**Set exercise**
Present the following data again exactly as it is shown.

A run of records
^^^^^^^^

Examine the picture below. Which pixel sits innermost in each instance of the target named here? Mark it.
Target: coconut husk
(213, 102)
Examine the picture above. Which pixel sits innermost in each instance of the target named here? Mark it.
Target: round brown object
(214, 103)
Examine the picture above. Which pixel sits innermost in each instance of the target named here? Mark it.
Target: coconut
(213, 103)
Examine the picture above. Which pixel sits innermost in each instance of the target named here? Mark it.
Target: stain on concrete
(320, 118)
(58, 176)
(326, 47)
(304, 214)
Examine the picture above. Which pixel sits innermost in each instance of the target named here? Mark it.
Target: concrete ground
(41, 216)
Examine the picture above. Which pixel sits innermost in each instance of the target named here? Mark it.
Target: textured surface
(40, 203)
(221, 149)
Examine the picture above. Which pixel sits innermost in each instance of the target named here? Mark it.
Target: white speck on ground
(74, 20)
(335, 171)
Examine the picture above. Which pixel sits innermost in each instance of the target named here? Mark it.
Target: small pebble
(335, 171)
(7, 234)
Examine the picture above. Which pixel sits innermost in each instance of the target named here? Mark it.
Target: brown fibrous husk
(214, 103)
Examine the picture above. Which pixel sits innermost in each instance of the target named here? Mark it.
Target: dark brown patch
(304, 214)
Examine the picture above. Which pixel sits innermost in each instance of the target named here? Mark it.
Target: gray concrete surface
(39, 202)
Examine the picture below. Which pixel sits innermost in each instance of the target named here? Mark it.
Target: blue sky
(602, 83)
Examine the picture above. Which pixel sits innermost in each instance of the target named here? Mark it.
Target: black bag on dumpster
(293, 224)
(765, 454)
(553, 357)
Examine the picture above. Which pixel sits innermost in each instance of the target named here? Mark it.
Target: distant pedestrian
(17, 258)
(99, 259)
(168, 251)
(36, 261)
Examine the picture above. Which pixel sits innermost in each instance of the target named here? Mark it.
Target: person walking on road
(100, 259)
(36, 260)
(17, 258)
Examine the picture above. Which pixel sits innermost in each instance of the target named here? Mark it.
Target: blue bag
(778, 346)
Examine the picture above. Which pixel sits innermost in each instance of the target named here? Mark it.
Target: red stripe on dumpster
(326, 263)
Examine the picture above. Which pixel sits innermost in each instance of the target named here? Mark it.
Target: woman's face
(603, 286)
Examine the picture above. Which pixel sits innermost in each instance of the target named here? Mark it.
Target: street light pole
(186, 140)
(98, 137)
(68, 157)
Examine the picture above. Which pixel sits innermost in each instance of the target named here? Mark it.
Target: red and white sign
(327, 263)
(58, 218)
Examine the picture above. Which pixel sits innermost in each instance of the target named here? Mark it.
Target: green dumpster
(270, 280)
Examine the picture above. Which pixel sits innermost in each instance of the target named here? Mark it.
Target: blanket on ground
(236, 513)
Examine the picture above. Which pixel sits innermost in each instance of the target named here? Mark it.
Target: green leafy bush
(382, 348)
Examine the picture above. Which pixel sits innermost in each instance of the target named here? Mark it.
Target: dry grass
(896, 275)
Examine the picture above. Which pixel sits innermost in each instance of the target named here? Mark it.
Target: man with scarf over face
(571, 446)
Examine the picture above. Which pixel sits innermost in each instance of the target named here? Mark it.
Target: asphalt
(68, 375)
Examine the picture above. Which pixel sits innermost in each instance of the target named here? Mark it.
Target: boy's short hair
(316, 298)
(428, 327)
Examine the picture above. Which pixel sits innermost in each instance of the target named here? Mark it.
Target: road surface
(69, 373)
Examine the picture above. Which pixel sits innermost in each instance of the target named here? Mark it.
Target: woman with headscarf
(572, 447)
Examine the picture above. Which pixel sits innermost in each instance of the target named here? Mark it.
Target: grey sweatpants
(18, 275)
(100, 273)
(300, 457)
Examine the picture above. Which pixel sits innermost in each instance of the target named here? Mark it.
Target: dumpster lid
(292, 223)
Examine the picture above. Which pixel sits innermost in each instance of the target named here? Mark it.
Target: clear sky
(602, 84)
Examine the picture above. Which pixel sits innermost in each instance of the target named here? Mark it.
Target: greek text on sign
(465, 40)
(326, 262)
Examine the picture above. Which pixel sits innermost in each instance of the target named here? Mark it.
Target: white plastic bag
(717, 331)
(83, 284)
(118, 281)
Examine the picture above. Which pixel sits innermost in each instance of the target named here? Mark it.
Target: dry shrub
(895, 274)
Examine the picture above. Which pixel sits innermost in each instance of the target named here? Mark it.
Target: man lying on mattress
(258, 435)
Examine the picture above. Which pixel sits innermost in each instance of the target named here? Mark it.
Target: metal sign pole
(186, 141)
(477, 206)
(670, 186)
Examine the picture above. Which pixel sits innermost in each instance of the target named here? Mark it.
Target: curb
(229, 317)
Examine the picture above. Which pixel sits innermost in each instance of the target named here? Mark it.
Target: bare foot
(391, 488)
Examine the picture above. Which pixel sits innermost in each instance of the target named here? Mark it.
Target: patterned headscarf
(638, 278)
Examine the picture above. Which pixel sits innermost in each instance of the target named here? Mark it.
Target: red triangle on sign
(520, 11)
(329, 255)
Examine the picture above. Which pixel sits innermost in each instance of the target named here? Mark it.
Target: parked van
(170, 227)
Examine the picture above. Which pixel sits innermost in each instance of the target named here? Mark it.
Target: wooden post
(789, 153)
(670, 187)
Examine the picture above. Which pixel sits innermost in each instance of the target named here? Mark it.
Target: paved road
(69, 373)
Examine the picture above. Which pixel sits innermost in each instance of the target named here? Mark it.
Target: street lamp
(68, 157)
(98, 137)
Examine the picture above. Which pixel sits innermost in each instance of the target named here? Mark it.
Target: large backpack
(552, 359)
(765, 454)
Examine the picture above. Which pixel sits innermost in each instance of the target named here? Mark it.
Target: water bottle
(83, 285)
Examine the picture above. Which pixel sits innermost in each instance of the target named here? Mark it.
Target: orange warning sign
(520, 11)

^^^^^^^^

**Written reply**
Examine the picture below. Which pixel sits innermost in each instance of the target named here? Mark it.
Target: coconut husk
(213, 102)
Examine the picture above. Which pixel sits innermost in each instance of the target named here? Mark it.
Target: round brown object
(214, 103)
Examine the picture above. Which pixel sits innermost in each instance of the target named here? Mark it.
Target: coconut
(213, 103)
Examine the picture above. Which pixel sits innermost in each instance of the target named here? Mark it.
Target: stain on concrete
(320, 118)
(58, 176)
(326, 47)
(304, 214)
Examine the picture above. Which pixel sits innermost in each instance of the target named here? Mark it.
Target: concrete ground
(41, 216)
Examine the picture above. Which pixel sits innermost in each instance of the target named here? Mark it.
Target: textured surface
(40, 203)
(221, 149)
Examine the picture above. Which pixel sits innermost in each instance of the target named here? Mark it.
Target: white speck on ground
(74, 20)
(335, 171)
Examine the picture above. Which pixel sits innermost in each instance of the target named here? Mark it.
Target: small pebble
(335, 171)
(7, 234)
Examine the picture above. Which pixel sits innermost in each instance of the target named here? Mark it.
Target: brown fibrous husk
(214, 103)
Examine the picture above. Which pixel sits innermost in each instance of the target named here? Mark it.
Target: dark brown patch
(304, 214)
Examine the picture above. Which pixel sits innermost in each instance of the target named here? Mark it.
Target: gray concrete surface
(39, 202)
Examine the picture below. Which pixel sits innermost in each instance of the target named here? Mark it.
Target: blue sky
(602, 83)
Examine the picture above. Which pixel sits innermost in each instance of the target named here? Mark it.
Target: black bag on dumpster
(293, 224)
(765, 454)
(553, 357)
Examine the picture above. Which pixel sits innermost in each instance of the target named here? Mark it.
Target: distant pedestrian
(17, 258)
(99, 259)
(168, 251)
(36, 261)
Examine the picture above. Which pixel sits innermost in each instance of the target named here? Mark it.
Target: person walking on road
(100, 259)
(36, 260)
(17, 258)
Examine the picture above. Which pixel sits innermost in each instance of the target named here? Mark it.
Target: blue bag
(778, 346)
Examine the picture above. Which pixel sits innermost in each instance of the target named here? Mark it.
Target: red stripe on dumpster
(326, 263)
Examine the picture above. Which pixel sits innermost in each instance of the target named here? Mark it.
Target: woman's face
(603, 286)
Examine the picture above. Which pixel sits innermost in each instance of the target named here? Mark it.
Target: street light pole
(186, 140)
(98, 137)
(68, 157)
Examine the picture above. Which pixel sits innermost in each instance of the target named here? Mark it.
Target: red and white sign
(327, 263)
(58, 218)
Examine the picture above. Which pixel sits innermost in each instance of the target named here? Mark it.
Target: green dumpster
(270, 280)
Examine the picture above. Which pixel sits innermost in each instance of the target named here? Mark it.
Target: blanket on ground
(236, 513)
Examine the picture above. Which pixel sits innermost in each instance of the target named here? Mark it.
Target: green leafy bush
(382, 348)
Examine the picture above. Which pixel sits innermost in each instance of the target named here? Mark it.
Target: dry grass
(896, 275)
Examine the picture above. Which pixel sits innermost in each instance of the target named here? Mark it.
Target: man with scarf over face
(571, 446)
Examine the picture above. Which pixel sits innermost in each instance of the target named here? Mark it.
Target: asphalt
(68, 375)
Examine the picture above. Which pixel sits innermost in each instance of the target named here? Mark it.
Target: boy's short hair
(316, 298)
(428, 327)
Examine the picture above. Which pixel sits innermost in each instance of the target named here? Mark it.
Target: road surface
(69, 373)
Examine the picture above. Which pixel sits innermost in each instance of the target named here? Mark it.
Target: woman with headscarf
(572, 447)
Examine the picture above. Which pixel sits innermost in each instance of the target named here? Mark it.
Target: grey sweatpants
(18, 275)
(100, 273)
(300, 457)
Examine the picture above. Which pixel sits innermost in each instance of the target named here? Mark it.
Target: dumpster lid
(292, 223)
Examine the picture above. Which pixel sits innermost in each instance of the target named here? Mark it.
Target: clear sky
(602, 84)
Examine the picture above. Which pixel sits innermost in each instance of the target named here? Mark it.
Target: greek text on sign
(465, 40)
(326, 262)
Examine the picture above. Which pixel sits innermost in each instance of the target named here? Mark it.
Target: white plastic bag
(717, 331)
(83, 284)
(118, 281)
Examine the picture above. Which pixel sits innermost in each instance of the target named here? Mark it.
Target: dry shrub
(895, 274)
Examine the picture above. Which pixel sits innermost in each instance of the target named here? Mark it.
Target: man lying on mattress
(258, 435)
Examine the picture above. Which pixel sits innermost in each instance of the target named here? Mark it.
Target: metal sign pole
(186, 141)
(477, 206)
(670, 186)
Examine the picture above. Which pixel sits innermost in each instance of the target named here? Mark it.
Target: curb
(229, 317)
Examine the picture above. Which pixel sits innermost in each instance of the target named here? Mark it.
Target: bare foot
(391, 488)
Examine the picture above. Which pixel sits innermost in each instance of the target named here? Mark it.
Target: patterned headscarf
(638, 278)
Examine the picture above. Which pixel sits innermost in each instance of the target named here? Mark it.
Target: red triangle on sign
(520, 11)
(329, 255)
Examine the picture above. Which pixel sits innermost in each instance of the target named here? Mark it.
Target: parked van
(170, 227)
Examine the picture above. Which pixel sits innermost in each instance of the target named here? Mark it.
Target: wooden post
(789, 153)
(670, 187)
Examine the picture above. Which pixel sits innermost in each instance of the target named here? Mark it.
Target: paved road
(69, 373)
Examine the picture above. Which pixel sits innermost in each instance of the target named here? Mark it.
Target: street lamp
(68, 157)
(98, 137)
Examine the picture above. Which pixel sits innermost in each instance of the target named here? Mark it.
Target: large backpack
(552, 359)
(765, 454)
Examine the picture above. Which pixel sits innermost in each instance of the target named here? Mark it.
Target: water bottle
(83, 285)
Examine the picture above. Which pixel sits innermost in each instance of the target named here? Mark it.
Target: orange warning sign
(520, 11)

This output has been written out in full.